### Provided records
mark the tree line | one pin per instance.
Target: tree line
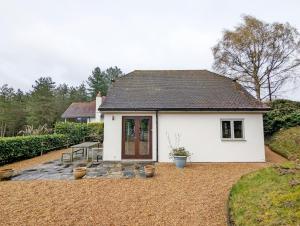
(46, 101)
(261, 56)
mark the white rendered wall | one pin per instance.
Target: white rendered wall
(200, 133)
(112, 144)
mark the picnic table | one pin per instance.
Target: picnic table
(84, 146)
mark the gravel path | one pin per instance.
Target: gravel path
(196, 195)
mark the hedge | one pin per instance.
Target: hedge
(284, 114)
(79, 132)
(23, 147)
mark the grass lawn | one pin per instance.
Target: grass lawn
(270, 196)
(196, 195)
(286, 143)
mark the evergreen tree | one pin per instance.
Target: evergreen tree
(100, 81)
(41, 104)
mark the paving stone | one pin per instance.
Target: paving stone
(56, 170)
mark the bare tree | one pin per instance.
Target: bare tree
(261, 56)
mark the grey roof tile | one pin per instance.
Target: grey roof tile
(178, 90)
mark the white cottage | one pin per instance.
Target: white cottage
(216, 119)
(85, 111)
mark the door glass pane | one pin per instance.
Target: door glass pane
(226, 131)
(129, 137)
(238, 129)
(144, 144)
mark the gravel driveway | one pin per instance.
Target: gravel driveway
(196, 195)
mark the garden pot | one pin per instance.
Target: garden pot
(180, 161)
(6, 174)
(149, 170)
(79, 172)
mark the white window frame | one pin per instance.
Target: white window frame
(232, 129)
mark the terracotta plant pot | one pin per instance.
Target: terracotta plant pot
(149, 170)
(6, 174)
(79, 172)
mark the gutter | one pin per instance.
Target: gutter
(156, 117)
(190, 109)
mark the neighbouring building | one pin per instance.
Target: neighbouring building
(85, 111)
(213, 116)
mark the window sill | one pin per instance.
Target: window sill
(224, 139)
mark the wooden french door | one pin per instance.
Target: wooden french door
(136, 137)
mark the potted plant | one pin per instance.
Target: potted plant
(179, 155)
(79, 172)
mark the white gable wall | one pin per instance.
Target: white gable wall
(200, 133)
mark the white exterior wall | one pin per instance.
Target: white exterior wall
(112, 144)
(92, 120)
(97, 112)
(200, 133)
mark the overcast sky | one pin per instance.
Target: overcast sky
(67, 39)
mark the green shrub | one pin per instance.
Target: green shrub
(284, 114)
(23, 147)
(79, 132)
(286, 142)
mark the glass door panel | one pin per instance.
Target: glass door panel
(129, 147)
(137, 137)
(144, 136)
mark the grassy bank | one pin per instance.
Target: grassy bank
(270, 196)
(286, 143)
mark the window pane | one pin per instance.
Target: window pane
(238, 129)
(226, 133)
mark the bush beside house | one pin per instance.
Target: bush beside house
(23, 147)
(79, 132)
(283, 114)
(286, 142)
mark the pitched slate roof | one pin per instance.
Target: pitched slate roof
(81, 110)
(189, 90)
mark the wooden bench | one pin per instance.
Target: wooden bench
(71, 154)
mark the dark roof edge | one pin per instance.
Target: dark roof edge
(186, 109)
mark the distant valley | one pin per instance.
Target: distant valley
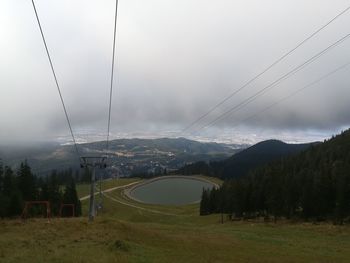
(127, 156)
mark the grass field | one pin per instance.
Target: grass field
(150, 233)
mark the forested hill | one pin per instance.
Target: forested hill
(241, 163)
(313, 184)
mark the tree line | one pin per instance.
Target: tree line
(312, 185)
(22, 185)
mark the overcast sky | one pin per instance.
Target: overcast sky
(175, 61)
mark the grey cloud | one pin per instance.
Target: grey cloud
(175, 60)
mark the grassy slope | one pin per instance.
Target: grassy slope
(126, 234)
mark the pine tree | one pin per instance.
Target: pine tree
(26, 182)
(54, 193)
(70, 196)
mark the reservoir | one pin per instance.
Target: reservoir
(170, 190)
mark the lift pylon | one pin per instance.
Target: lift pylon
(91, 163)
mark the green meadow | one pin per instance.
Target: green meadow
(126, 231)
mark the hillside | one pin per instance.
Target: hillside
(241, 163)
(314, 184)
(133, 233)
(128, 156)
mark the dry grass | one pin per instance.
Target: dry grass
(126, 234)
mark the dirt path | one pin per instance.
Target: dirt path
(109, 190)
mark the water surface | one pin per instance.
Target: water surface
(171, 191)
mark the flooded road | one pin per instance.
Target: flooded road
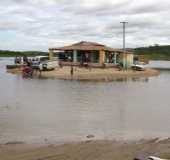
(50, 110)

### Brief
Without including any picture, retype the entries exactly.

### Solution to this task
mark the tree line | one pin per instance.
Target: tree line
(46, 101)
(261, 56)
mark the white rendered wall | one pin per instance.
Target: white rendered wall
(200, 133)
(112, 144)
mark the picnic table | one pin per instance.
Target: picnic table
(84, 146)
mark the gravel path | one pin per instance.
Target: gravel path
(196, 195)
mark the hedge | one pin per instance.
Target: hedge
(284, 114)
(79, 132)
(23, 147)
mark the grass lawn | one pin per instance.
Target: grass lawn
(270, 196)
(196, 195)
(286, 143)
mark the evergreen tree | one pin per instance.
Target: evergreen tree
(100, 81)
(41, 104)
mark the paving stone | one pin per instance.
Target: paving stone
(56, 170)
mark the bare tree | one pin per instance.
Target: bare tree
(261, 56)
mark the grey roof tile | one pin per instance.
Target: grey roof tile
(178, 90)
mark the white cottage | one pin per instance.
Target: white cottage
(216, 119)
(85, 111)
mark the door glass pane | one pin per instance.
Target: door glass pane
(226, 131)
(129, 137)
(238, 129)
(144, 144)
mark the gravel driveway | one pin per instance.
Target: gravel driveway
(196, 195)
mark the garden pot | one pin per instance.
Target: garden pot
(180, 161)
(6, 174)
(149, 170)
(79, 172)
mark the white window frame | one pin per instance.
Target: white window frame
(232, 129)
mark the terracotta plant pot | one pin per instance.
Target: terracotta plant pot
(149, 170)
(6, 174)
(79, 172)
mark the gutter | one pin per instance.
Target: gutter
(156, 117)
(190, 109)
mark the neighbouring building | one pin per instance.
Target: neighbouring building
(85, 111)
(213, 116)
mark the window sill | one pin per instance.
Target: window sill
(224, 139)
mark the wooden french door | one pin per instance.
Target: wooden french door
(136, 137)
mark the potted plant | one pin per instance.
Target: potted plant
(179, 155)
(79, 172)
mark the white gable wall | one pin per instance.
Target: white gable wall
(200, 133)
mark the white exterior wall | one pin per instance.
Target: white exterior wall
(112, 144)
(92, 120)
(97, 112)
(200, 133)
mark the overcast sky | one pin per instance.
Target: overcast sky
(67, 39)
mark the green shrub | one pin per instance.
Target: green shrub
(284, 114)
(23, 147)
(79, 132)
(286, 142)
mark the glass door panel | one pin per instance.
Target: glass door panel
(129, 147)
(137, 137)
(144, 136)
mark the grassy bank | one pin per instance.
Target: grassy bank
(270, 196)
(286, 143)
mark the window pane | one pin per instance.
Target: window pane
(238, 129)
(226, 133)
mark the bush beside house | one pin per instance.
Target: bush beside house
(23, 147)
(79, 132)
(283, 114)
(286, 142)
mark the pitched slate roof | one pin per instance.
Target: pitched slate roof
(81, 110)
(189, 90)
mark the wooden bench | one pin per instance.
Target: wooden bench
(71, 154)
mark the dark roof edge | one pin per instance.
Target: dark roof edge
(186, 109)
mark the distant valley | one pin per instance.
Target: distant valley
(127, 156)
mark the grass field | one pin per instance.
Target: grass field
(150, 233)
mark the forested hill | one pin per instance.
Target: forested hill
(241, 163)
(313, 184)
mark the tree line | one pin per instance.
Target: tree line
(312, 185)
(22, 185)
mark the overcast sky | one pin per instance.
Target: overcast sky
(175, 61)
mark the grey cloud | one pin per instance.
Target: grey cloud
(175, 60)
mark the grassy slope | one pin per instance.
Target: grassy slope
(126, 234)
mark the pine tree | one pin per instance.
Target: pine tree
(26, 182)
(54, 193)
(70, 196)
mark the reservoir | one pin per instance.
Target: reservoir
(170, 190)
mark the lift pylon | one pin per instance.
Target: lift pylon
(91, 163)
mark the green meadow | one pin per instance.
Target: green meadow
(126, 231)
mark the hillside | one pin per instance.
Target: hillside
(241, 163)
(314, 184)
(133, 233)
(128, 156)
mark the dry grass | one pin per instance.
Target: dry grass
(126, 234)
mark the dirt path | one pin per instance.
Target: dirt path
(109, 190)
mark the water surface | one pin per instance.
Target: water surface
(171, 191)
mark the flooded road | one pin per instance.
Target: flooded road
(50, 110)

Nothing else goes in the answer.